[[ Listed entries open ]]

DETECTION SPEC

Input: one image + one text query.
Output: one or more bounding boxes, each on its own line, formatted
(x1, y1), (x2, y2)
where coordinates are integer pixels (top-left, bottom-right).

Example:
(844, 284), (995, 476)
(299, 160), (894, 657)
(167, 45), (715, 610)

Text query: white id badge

[[ Listed entries closed ]]

§ The problem: Go through the data and retype all of it exactly.

§ Task solution:
DETECTION SPEC

Input: one image + one text query.
Output: one or more bounding boxes, each on its own line, formatted
(x1, y1), (x2, y2)
where coordinates are integer pixels (top-left, bottom-right).

Example:
(844, 284), (995, 476)
(299, 160), (894, 657)
(167, 45), (715, 610)

Text query: white id badge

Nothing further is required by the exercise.